If an entry holds a picture, leave the picture out and copy the rest exactly.

Image-backed grounding data

"""

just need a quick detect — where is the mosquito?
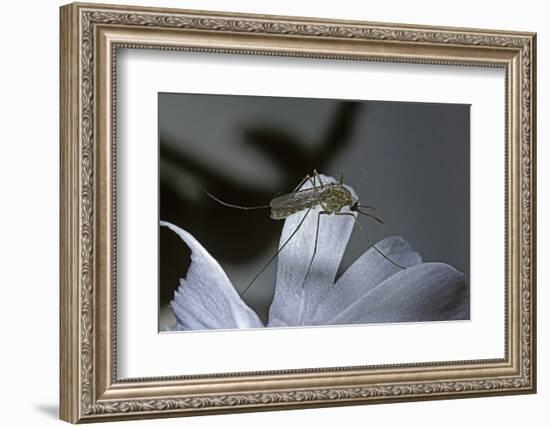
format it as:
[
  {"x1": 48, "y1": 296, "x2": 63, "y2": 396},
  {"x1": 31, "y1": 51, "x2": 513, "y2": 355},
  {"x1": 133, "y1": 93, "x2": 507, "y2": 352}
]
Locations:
[{"x1": 202, "y1": 170, "x2": 405, "y2": 296}]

"""

# Solved exercise
just need a quick detect — where is the mosquito?
format it as:
[
  {"x1": 48, "y1": 296, "x2": 63, "y2": 396},
  {"x1": 31, "y1": 51, "x2": 513, "y2": 355},
  {"x1": 133, "y1": 93, "x2": 507, "y2": 352}
]
Locations:
[{"x1": 202, "y1": 170, "x2": 405, "y2": 296}]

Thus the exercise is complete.